[Text section]:
"""

Thanks to technology and research, most of that job can now be automated. In fact, the advisor’s main role will be to assure the customer that they’re making the right decisions. This doesn’t require a one on one daily relationship. A periodic check-in will suffice, allowing for a much smaller team of advisors, a lighter cost structure, and a more scalable business model.

The uninitiated

This group lies in the bottom left quadrant of our graph. They (especially) prefer tangible assets and FDs to financial investments. They associate the markets with the risk of capital loss and feel like they need to learn a lot more before they’d even consider participating.

For this set, solutions need to focus on reducing the friction into the markets. Some ways of doing that include:

  1. Round up or top up apps - these apps follow the Acorns model from the US of rounding up and micro-investing every time you spend. For example, say you spend Rs. 323 on a late-night Zomato order. An app called Jar lets you round up to the nearest Rs. 10 (to Rs. 330) and invest that difference (Rs. 7) into digital gold. Spenny lets you do the same thing and invest in mutual funds.
  2. Stock back credit cards Stash, an American company, allows you to get paid back on your credit card purchase in stock instead of cash. I’d be surprised if we don’t see 2-3 similar companies in India over the next 12 months. 
  3. Investing through UPI apps - There are ~500m+ registered UPI users, and more than 200m who actively use the infrastructure for payments monthly. PhonePe, Google Pay, and Paytm together account for more than 90% of the market share in the space. These players are now moving into investing and offer investments in MFs, FDs, and digital gold. Their distribution alone will help bring people into the market that never would have considered it before, just out of sheer access and convenience.

It is still early days in this segment. The players that succeed here will have the best shot at the ‘next 100m’ and the 100m after that. And they will do so by automating the investing process and making it less intimidating by using smaller amounts. Once a user has money on the line, they will become more engaged, easier to educate, and likelier to graduate to more significant investments.

"""

[Items from a data source]:
"""

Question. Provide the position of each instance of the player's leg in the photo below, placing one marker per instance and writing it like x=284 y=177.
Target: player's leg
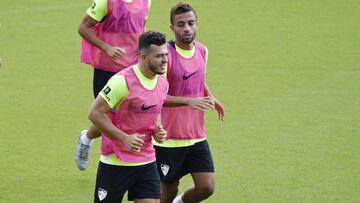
x=112 y=182
x=169 y=191
x=82 y=154
x=204 y=185
x=170 y=165
x=146 y=189
x=200 y=165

"""

[Questions]:
**A.** Please edit the passage on investing for newcomers, starting at "For this set, solutions" and ending at "in mutual funds.", so that "Zomato" reads "Swiggy".
**B.** Proceed with the passage on investing for newcomers from the point where it stops.
The items play no part in this.

[Answers to the exercises]:
**A.**
For this set, solutions need to focus on reducing the friction into the markets. Some ways of doing that include:

  1. Round up or top up apps - these apps follow the Acorns model from the US of rounding up and micro-investing every time you spend. For example, say you spend Rs. 323 on a late-night Swiggy order. An app called Jar lets you round up to the nearest Rs. 10 (to Rs. 330) and invest that difference (Rs. 7) into digital gold. Spenny lets you do the same thing and invest in mutual funds.

**B.**
India wealthtech will be a positive-sum game over the next decade

At the current pace of innovation, I’m optimistic that India will start to close the wealthtech gap with our developed peers. The Indian wealthtech market is expected to grow more than 3x in five years from $20b in 2020 to $63b by 2025. I think that number is too conservative. With companies using technology to scale the right solutions for the right segments, we could move the needle on the portion of household wealth that is invested in equities from 4% to 8% by 2025. This will bring $1T in additional investment into the equity markets over the next five years. 

Startups should be clear about what type of consumer they are targeting as they build, and recognize that different segments have drastically different needs:

  1. More sophisticated tools, a broader selection of products, engaging communities, and social experiences will draw more active investors into the fray. 
  2. More holistic solutions that put wealth creation on autopilot using scalable automation with a human touch will make the passive group more comfortable investing a greater portion of their savings in the market. 
  3. Solutions that make investing less intimidating using smaller ticket sizes and automated processes will help first-time investors take the plunge, and serve as an on-ramp even for the next 100m (and the 100m after that).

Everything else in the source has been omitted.